START
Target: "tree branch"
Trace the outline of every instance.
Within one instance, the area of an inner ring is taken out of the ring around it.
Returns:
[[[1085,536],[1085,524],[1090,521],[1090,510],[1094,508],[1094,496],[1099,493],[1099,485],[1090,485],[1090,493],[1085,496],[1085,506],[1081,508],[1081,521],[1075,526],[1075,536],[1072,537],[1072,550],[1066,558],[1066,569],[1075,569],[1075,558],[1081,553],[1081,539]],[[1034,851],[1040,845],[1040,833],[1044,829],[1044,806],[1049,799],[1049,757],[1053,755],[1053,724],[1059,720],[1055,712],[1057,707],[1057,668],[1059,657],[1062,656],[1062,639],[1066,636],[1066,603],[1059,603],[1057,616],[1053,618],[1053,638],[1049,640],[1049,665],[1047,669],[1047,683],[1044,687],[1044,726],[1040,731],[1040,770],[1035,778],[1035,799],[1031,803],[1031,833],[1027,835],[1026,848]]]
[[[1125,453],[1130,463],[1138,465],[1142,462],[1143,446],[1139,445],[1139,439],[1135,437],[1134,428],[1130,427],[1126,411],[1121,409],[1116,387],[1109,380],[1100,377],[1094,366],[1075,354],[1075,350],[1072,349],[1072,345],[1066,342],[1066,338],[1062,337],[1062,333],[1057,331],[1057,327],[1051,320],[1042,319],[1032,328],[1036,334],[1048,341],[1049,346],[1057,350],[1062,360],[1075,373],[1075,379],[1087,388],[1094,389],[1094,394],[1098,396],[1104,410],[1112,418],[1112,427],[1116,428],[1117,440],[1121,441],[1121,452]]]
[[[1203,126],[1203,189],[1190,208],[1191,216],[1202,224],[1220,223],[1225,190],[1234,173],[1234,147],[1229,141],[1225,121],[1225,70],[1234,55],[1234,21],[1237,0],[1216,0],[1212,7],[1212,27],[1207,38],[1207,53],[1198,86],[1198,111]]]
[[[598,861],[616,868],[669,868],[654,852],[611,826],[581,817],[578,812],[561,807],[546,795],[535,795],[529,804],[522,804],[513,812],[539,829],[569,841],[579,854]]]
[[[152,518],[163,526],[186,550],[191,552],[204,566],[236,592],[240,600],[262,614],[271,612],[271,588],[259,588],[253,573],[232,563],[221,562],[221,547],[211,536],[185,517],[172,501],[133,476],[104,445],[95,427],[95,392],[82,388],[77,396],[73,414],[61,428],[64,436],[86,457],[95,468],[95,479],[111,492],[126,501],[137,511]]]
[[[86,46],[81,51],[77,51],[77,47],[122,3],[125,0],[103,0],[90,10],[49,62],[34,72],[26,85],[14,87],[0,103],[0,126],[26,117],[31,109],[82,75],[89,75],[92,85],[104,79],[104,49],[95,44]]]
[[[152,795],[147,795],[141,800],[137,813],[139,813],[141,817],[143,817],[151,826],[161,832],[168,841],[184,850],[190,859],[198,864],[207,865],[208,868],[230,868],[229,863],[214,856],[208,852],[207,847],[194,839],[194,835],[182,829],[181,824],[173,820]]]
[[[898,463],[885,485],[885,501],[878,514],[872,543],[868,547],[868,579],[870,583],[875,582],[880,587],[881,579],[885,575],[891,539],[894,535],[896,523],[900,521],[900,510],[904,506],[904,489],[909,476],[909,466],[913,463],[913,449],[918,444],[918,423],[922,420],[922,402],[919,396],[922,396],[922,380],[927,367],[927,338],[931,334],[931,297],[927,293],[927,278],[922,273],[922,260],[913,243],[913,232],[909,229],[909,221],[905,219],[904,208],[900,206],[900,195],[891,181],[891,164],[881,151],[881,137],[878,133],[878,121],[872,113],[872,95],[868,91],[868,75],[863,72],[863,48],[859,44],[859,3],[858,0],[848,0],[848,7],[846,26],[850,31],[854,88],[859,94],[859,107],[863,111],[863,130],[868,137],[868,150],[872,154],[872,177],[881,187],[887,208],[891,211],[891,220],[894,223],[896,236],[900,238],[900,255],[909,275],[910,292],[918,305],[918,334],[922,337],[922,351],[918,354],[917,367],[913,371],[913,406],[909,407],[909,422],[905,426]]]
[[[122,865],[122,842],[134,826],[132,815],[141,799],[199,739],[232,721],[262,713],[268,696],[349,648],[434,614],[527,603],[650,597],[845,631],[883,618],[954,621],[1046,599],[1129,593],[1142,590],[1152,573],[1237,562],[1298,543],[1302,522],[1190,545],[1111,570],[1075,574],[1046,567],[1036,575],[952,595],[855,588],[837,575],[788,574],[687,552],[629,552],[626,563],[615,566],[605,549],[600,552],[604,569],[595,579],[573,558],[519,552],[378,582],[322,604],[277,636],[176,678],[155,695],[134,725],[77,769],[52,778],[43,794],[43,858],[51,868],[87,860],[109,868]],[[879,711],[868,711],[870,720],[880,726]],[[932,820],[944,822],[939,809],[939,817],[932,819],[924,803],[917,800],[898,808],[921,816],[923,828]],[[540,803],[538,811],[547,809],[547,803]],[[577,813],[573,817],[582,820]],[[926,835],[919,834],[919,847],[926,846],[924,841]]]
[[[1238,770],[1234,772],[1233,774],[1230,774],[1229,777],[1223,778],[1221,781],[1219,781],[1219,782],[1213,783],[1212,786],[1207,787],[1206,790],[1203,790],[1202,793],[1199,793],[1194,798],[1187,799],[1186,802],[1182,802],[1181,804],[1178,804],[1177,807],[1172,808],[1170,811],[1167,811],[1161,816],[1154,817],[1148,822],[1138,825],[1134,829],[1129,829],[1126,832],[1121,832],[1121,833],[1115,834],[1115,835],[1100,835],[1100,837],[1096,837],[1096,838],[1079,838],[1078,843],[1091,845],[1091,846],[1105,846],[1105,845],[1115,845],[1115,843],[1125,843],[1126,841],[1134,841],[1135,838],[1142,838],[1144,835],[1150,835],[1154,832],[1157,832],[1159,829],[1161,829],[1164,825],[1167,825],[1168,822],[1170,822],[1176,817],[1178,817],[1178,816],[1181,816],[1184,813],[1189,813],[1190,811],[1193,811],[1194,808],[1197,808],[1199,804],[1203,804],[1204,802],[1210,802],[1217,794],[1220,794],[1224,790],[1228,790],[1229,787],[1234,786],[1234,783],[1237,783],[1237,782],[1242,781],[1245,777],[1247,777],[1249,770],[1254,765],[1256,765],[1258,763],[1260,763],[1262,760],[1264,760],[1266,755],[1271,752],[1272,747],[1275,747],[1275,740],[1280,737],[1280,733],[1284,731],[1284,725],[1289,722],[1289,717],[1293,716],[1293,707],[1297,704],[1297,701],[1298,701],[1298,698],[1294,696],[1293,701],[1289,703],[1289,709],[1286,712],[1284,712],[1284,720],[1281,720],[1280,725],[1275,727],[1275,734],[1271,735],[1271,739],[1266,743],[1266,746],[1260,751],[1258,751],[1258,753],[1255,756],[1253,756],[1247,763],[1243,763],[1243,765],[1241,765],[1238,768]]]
END
● TO DO
Retype all of the data shown above, word for word.

● PROBLEM SOLUTION
Target: "tree branch"
Trace the outline of every instance.
Within one instance, the area of an inner ring is taken out of the ring around it.
Returns:
[[[1085,536],[1085,524],[1090,521],[1090,510],[1094,508],[1094,496],[1099,493],[1099,485],[1090,485],[1090,493],[1085,496],[1085,506],[1081,508],[1081,521],[1075,526],[1075,536],[1072,537],[1072,550],[1066,558],[1066,569],[1075,569],[1075,558],[1081,553],[1081,539]],[[1034,851],[1040,845],[1040,833],[1044,829],[1044,806],[1049,799],[1049,757],[1053,755],[1053,724],[1059,720],[1055,712],[1057,707],[1057,668],[1059,657],[1062,656],[1062,639],[1066,636],[1066,603],[1059,603],[1057,616],[1053,618],[1053,638],[1049,640],[1049,665],[1047,669],[1047,683],[1044,687],[1044,726],[1040,731],[1040,770],[1035,778],[1035,799],[1031,803],[1031,833],[1027,835],[1026,848]]]
[[[1125,453],[1130,463],[1138,465],[1142,462],[1143,446],[1139,445],[1139,439],[1135,437],[1134,428],[1130,427],[1126,411],[1121,409],[1116,387],[1109,380],[1100,377],[1094,366],[1075,354],[1075,350],[1072,349],[1072,345],[1066,342],[1066,338],[1062,337],[1062,333],[1057,331],[1057,327],[1051,320],[1042,319],[1032,328],[1036,334],[1048,341],[1049,346],[1057,350],[1062,360],[1075,373],[1075,379],[1087,388],[1094,389],[1094,394],[1098,396],[1104,410],[1112,418],[1112,427],[1116,428],[1117,440],[1121,441],[1121,452]]]
[[[1203,126],[1203,189],[1190,208],[1191,216],[1202,224],[1220,223],[1225,190],[1234,173],[1234,147],[1229,141],[1225,121],[1225,70],[1234,55],[1234,21],[1237,0],[1216,0],[1212,7],[1212,27],[1207,38],[1207,53],[1198,86],[1198,111]]]
[[[598,861],[616,868],[669,868],[654,852],[611,826],[581,817],[578,812],[561,807],[546,795],[535,795],[529,804],[522,804],[513,812],[539,829],[569,841],[579,854]]]
[[[152,518],[163,526],[186,550],[191,552],[204,566],[236,592],[240,600],[262,614],[271,612],[271,588],[259,588],[253,573],[232,563],[221,562],[221,547],[211,536],[185,517],[172,501],[133,476],[104,445],[95,427],[95,392],[82,388],[77,396],[73,414],[61,428],[64,436],[86,457],[95,468],[95,479],[111,492],[126,501],[137,511]]]
[[[86,46],[81,51],[77,51],[77,47],[122,3],[125,0],[103,0],[90,10],[49,62],[34,72],[26,85],[14,87],[0,103],[0,126],[26,117],[31,109],[82,75],[89,75],[92,85],[104,79],[104,49],[95,44]]]
[[[152,795],[147,795],[141,800],[137,813],[139,813],[141,817],[143,817],[151,826],[161,832],[168,841],[184,850],[190,859],[198,864],[207,865],[208,868],[230,868],[229,863],[214,856],[208,852],[207,847],[194,839],[194,835],[182,829],[181,824],[173,820]]]
[[[898,463],[885,485],[885,501],[878,514],[872,543],[868,547],[868,579],[870,583],[875,582],[880,587],[881,579],[885,575],[891,539],[894,535],[896,523],[900,521],[900,510],[904,506],[904,489],[909,476],[909,466],[913,463],[913,449],[918,444],[918,423],[922,420],[922,402],[919,396],[922,396],[922,380],[927,367],[927,338],[931,334],[931,297],[927,293],[927,278],[922,273],[922,260],[913,243],[913,232],[909,229],[909,221],[905,219],[904,208],[900,206],[900,195],[891,181],[891,164],[881,151],[881,137],[878,133],[878,121],[872,113],[872,95],[868,91],[868,75],[863,72],[863,48],[859,44],[859,3],[858,0],[848,0],[848,7],[846,26],[850,31],[854,88],[859,94],[859,107],[863,111],[863,130],[868,137],[868,150],[872,154],[872,177],[881,187],[887,208],[891,211],[891,220],[894,223],[896,236],[900,238],[900,255],[909,275],[910,292],[918,305],[918,334],[922,337],[922,351],[918,354],[917,367],[913,371],[913,406],[909,407],[909,422],[905,426]]]
[[[122,865],[122,842],[134,826],[132,815],[141,799],[199,739],[232,721],[262,713],[268,696],[349,648],[434,614],[527,603],[650,597],[845,631],[883,618],[954,621],[1046,599],[1129,593],[1142,590],[1152,573],[1237,562],[1298,543],[1302,522],[1190,545],[1111,570],[1075,574],[1046,567],[1036,575],[952,595],[855,588],[837,575],[788,574],[687,552],[629,552],[626,563],[615,566],[605,549],[600,552],[604,569],[595,579],[573,558],[519,552],[378,582],[322,604],[277,636],[176,678],[155,695],[134,725],[77,769],[52,778],[43,794],[43,858],[51,868],[87,860],[109,868]],[[879,711],[868,711],[870,720],[880,726]],[[932,820],[944,822],[939,809],[939,817],[932,819],[924,803],[917,800],[898,808],[921,816],[923,828]],[[540,803],[538,811],[547,809],[547,803]],[[577,813],[573,817],[582,820]],[[926,835],[919,834],[919,847],[926,846],[924,841]]]
[[[1238,770],[1234,772],[1233,774],[1230,774],[1229,777],[1223,778],[1221,781],[1219,781],[1219,782],[1213,783],[1212,786],[1207,787],[1206,790],[1203,790],[1202,793],[1199,793],[1194,798],[1187,799],[1186,802],[1182,802],[1181,804],[1178,804],[1177,807],[1172,808],[1170,811],[1167,811],[1161,816],[1154,817],[1148,822],[1138,825],[1134,829],[1129,829],[1126,832],[1121,832],[1121,833],[1115,834],[1115,835],[1100,835],[1100,837],[1096,837],[1096,838],[1079,838],[1078,843],[1091,845],[1091,846],[1105,846],[1105,845],[1115,845],[1115,843],[1125,843],[1126,841],[1134,841],[1135,838],[1142,838],[1144,835],[1150,835],[1154,832],[1157,832],[1159,829],[1161,829],[1164,825],[1167,825],[1168,822],[1170,822],[1176,817],[1178,817],[1178,816],[1181,816],[1184,813],[1189,813],[1190,811],[1193,811],[1194,808],[1197,808],[1199,804],[1203,804],[1204,802],[1210,802],[1217,794],[1220,794],[1224,790],[1228,790],[1229,787],[1234,786],[1234,783],[1237,783],[1237,782],[1242,781],[1245,777],[1247,777],[1249,770],[1254,765],[1256,765],[1258,763],[1260,763],[1262,760],[1264,760],[1266,755],[1271,752],[1272,747],[1275,747],[1275,740],[1280,737],[1280,733],[1284,731],[1284,725],[1289,722],[1289,717],[1293,716],[1293,707],[1297,704],[1297,701],[1298,701],[1298,698],[1294,696],[1293,701],[1289,703],[1289,709],[1286,712],[1284,712],[1284,720],[1281,720],[1280,725],[1275,727],[1275,734],[1271,735],[1271,739],[1266,743],[1266,746],[1260,751],[1258,751],[1258,753],[1255,756],[1253,756],[1247,763],[1243,763],[1243,765],[1241,765],[1238,768]]]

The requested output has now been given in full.